#### Problem statement
Copy the material from its start through the line containing "259], [277, 189]]", swapping every "photograph" for "image" and changing nothing else. Leave out the pictures.
[Start Exercise inputs]
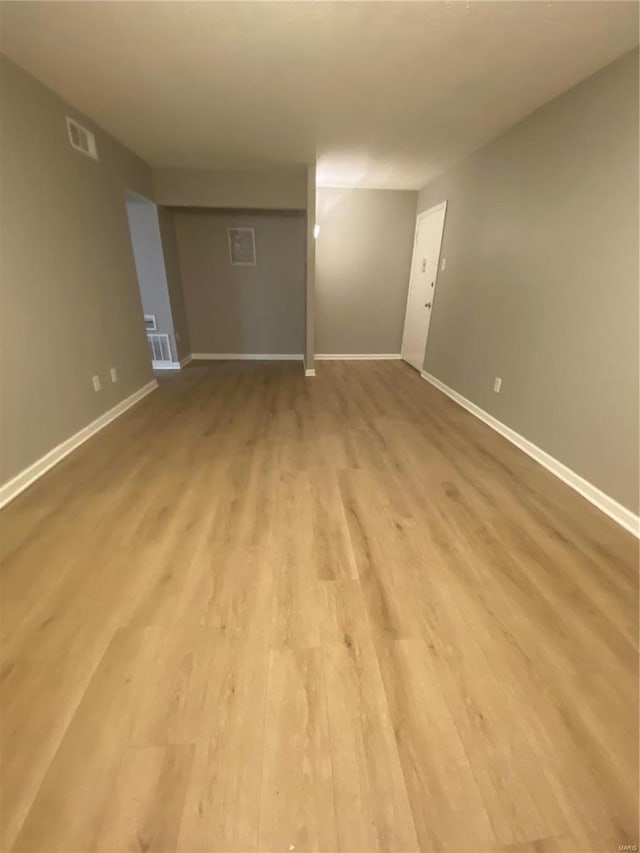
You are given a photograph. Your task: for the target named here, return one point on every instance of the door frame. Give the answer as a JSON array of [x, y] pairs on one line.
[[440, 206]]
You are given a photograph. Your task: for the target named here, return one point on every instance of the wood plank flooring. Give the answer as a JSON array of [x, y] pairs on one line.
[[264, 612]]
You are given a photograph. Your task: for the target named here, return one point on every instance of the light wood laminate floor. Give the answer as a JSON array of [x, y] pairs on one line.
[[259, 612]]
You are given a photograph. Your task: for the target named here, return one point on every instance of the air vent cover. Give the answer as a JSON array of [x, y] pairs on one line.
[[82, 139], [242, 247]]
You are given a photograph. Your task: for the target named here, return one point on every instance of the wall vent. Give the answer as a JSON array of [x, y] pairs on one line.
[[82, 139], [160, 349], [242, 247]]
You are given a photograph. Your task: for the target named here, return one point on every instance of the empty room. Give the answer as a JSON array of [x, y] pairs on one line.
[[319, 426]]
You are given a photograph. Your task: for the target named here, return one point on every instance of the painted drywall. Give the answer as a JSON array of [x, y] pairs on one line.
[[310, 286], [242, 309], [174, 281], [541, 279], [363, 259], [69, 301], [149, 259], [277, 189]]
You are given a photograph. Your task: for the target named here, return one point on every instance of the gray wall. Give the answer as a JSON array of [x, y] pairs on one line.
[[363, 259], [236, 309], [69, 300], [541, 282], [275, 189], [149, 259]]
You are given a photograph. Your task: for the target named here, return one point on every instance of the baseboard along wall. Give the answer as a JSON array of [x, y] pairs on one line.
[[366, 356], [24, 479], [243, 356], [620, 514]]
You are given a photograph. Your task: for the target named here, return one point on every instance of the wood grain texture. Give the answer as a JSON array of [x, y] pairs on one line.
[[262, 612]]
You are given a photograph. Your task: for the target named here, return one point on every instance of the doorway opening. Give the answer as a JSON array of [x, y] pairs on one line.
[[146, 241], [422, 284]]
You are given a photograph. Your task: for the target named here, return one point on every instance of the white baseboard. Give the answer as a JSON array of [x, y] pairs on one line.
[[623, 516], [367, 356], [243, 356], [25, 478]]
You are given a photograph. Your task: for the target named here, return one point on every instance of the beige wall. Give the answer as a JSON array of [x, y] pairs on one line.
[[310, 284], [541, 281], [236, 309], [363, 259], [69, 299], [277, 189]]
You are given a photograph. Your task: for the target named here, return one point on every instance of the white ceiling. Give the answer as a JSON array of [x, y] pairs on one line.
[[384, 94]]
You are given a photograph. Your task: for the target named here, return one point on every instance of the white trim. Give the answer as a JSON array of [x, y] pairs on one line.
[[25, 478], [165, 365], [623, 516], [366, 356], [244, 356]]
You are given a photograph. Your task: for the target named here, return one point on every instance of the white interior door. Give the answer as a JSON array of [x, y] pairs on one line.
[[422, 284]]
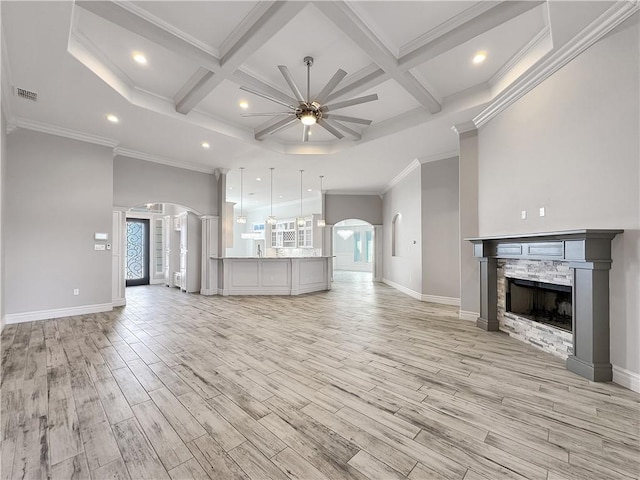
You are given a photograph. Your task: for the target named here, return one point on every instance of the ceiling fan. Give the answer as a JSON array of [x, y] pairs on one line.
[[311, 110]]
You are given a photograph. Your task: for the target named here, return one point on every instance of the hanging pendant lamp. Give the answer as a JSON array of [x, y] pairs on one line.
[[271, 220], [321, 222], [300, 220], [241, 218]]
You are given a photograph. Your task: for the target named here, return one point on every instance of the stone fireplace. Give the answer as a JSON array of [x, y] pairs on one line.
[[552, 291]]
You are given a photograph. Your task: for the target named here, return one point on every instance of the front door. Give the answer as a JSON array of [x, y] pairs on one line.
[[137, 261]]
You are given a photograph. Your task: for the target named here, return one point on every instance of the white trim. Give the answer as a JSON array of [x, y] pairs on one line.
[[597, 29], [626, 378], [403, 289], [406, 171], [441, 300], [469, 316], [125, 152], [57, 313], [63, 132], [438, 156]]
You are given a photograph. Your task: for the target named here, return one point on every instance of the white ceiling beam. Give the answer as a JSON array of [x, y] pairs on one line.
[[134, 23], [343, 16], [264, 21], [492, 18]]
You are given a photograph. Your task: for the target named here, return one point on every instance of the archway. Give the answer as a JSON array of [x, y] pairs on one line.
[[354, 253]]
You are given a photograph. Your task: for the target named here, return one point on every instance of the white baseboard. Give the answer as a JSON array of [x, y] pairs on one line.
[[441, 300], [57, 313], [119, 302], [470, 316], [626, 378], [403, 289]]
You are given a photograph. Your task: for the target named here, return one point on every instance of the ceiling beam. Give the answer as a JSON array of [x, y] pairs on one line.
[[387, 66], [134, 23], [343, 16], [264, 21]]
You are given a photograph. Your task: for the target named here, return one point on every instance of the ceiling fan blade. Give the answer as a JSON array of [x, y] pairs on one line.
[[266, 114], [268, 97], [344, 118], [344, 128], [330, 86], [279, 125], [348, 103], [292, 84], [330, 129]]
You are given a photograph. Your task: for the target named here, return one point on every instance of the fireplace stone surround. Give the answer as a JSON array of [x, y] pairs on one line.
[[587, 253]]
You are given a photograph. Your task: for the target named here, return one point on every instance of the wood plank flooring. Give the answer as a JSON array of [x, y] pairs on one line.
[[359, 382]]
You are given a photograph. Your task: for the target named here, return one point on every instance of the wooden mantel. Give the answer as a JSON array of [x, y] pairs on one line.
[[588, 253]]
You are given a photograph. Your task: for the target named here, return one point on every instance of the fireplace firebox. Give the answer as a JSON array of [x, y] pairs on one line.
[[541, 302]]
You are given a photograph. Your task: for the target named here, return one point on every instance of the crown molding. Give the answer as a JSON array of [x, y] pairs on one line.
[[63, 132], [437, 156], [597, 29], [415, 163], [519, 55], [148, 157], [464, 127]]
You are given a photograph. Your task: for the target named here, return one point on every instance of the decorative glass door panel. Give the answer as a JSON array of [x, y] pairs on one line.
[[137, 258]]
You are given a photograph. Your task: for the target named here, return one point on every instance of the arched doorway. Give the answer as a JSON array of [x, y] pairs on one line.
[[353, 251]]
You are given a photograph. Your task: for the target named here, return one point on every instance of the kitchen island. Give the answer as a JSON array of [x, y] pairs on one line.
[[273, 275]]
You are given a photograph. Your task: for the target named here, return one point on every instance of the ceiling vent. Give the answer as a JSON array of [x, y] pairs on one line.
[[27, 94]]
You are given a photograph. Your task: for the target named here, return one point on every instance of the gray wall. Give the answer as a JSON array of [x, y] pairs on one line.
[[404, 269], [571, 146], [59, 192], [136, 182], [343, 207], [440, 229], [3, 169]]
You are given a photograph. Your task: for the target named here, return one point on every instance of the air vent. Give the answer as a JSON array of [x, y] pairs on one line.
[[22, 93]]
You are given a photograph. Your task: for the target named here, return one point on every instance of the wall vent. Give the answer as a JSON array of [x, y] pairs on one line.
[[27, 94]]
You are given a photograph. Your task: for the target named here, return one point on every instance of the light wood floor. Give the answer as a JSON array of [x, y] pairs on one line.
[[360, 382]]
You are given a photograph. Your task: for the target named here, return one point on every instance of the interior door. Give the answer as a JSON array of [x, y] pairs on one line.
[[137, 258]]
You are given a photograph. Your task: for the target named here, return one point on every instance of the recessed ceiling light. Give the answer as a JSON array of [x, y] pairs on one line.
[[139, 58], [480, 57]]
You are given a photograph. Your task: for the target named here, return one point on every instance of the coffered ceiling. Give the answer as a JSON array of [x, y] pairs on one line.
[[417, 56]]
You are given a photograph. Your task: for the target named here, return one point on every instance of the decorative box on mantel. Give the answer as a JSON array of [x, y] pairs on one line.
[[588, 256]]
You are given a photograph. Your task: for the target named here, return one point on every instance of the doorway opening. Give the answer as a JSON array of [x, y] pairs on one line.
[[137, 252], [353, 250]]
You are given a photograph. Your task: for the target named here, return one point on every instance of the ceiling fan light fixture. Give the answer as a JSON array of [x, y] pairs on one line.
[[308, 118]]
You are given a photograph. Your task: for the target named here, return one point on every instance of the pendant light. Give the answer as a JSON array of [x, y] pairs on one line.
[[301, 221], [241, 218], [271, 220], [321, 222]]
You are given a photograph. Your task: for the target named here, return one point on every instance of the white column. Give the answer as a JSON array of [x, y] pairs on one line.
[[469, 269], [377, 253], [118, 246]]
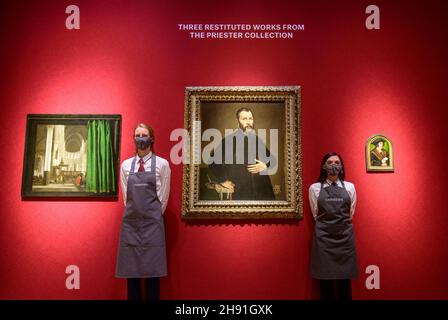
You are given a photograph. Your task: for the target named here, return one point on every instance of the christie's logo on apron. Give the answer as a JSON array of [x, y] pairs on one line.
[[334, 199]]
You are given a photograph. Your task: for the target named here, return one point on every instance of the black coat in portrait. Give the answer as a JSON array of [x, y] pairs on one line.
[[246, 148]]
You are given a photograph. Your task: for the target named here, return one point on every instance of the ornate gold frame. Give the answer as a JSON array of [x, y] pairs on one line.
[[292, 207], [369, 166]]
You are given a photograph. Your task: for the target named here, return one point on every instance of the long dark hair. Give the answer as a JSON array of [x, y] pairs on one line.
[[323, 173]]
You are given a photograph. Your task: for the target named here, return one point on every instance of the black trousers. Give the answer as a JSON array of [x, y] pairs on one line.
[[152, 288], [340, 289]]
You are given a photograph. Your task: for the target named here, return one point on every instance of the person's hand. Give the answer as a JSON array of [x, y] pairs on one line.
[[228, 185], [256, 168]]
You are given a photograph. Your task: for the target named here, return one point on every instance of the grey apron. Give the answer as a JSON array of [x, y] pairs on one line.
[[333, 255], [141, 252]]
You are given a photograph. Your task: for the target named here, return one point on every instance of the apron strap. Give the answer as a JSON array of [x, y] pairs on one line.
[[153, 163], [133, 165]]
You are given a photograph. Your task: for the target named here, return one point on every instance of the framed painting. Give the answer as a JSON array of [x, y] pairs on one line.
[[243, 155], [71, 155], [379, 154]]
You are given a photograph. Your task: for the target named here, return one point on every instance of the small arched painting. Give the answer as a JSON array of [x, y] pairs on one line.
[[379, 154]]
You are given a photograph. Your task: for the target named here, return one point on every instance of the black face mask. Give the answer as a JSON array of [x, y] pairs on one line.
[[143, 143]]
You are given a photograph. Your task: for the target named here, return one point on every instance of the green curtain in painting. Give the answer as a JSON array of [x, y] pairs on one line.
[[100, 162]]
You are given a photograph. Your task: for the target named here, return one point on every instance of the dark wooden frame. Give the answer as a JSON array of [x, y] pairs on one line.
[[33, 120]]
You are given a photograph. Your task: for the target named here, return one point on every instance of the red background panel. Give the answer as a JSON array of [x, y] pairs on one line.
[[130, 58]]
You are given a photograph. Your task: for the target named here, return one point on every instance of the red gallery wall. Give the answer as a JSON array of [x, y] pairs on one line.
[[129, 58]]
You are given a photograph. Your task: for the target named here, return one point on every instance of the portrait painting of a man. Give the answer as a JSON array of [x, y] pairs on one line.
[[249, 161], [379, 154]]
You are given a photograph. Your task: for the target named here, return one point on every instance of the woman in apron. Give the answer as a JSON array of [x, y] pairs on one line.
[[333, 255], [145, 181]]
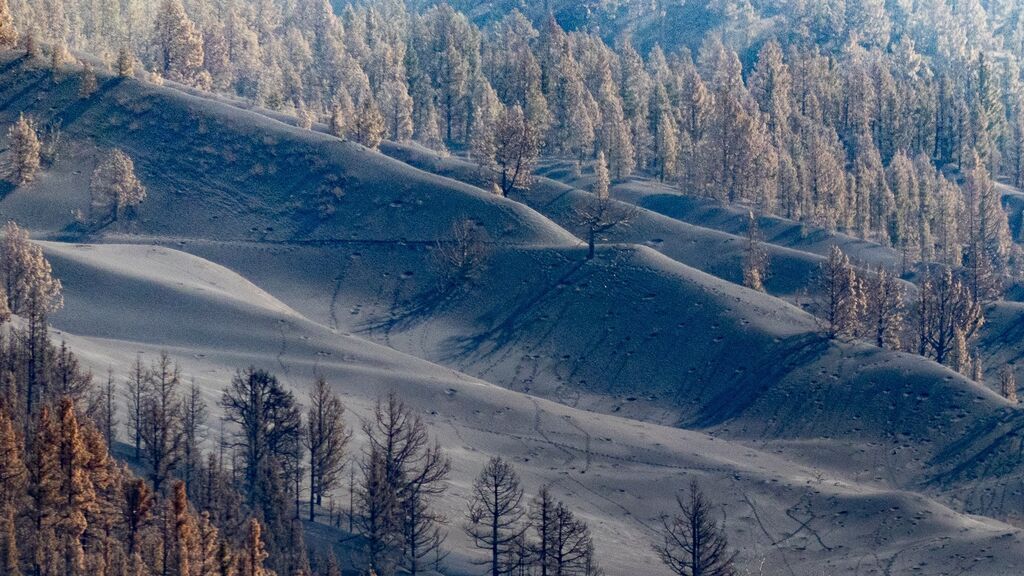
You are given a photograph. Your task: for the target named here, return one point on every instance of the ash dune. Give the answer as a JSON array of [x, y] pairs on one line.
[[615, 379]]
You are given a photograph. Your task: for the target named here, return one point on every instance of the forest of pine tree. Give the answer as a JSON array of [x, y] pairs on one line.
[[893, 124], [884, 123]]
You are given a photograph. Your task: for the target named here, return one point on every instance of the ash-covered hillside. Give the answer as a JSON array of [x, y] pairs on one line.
[End Exercise inputs]
#### Worked answer
You are given a image. Your task: for the target named here, return one point on every instance of the door frame. Give the answer as a JSON array of [x, y] pairs on one line.
[[440, 206]]
You are given a image. Your task: for the target named here, return one point on every instance of the wood plank flooring. Give the answer as a JSON array of [x, y] pairs on one line.
[[264, 612]]
You are given a image. Your task: for the target named here, return one point on every instance of the light wood laminate floor. Give the answer as a JSON array of [x, y] pairs on one line.
[[259, 612]]
You are given a image. Your task: for the target named here, return one point on every instance of the air vent cover. Give the answer as a JSON array of [x, y] pairs on one line.
[[82, 139], [242, 247]]
You are given a image. Your task: for the target named here, return one point on every instance of the wall vent. Give the answer as a JSON array of [x, y] pairs on one line.
[[82, 139], [160, 349], [242, 247]]
You are given a image. Your task: for the target named here, return one point on every instance of the empty room. Give the answer as a JSON array of [x, y] pairs on one line.
[[319, 426]]
You are given a image. Your task: for the target named here, return one point on every instance of the painted drywall. Give the answer as a JSON array of [x, y] pairs on one line.
[[310, 286], [242, 309], [174, 281], [541, 279], [363, 259], [69, 301], [149, 259], [277, 189]]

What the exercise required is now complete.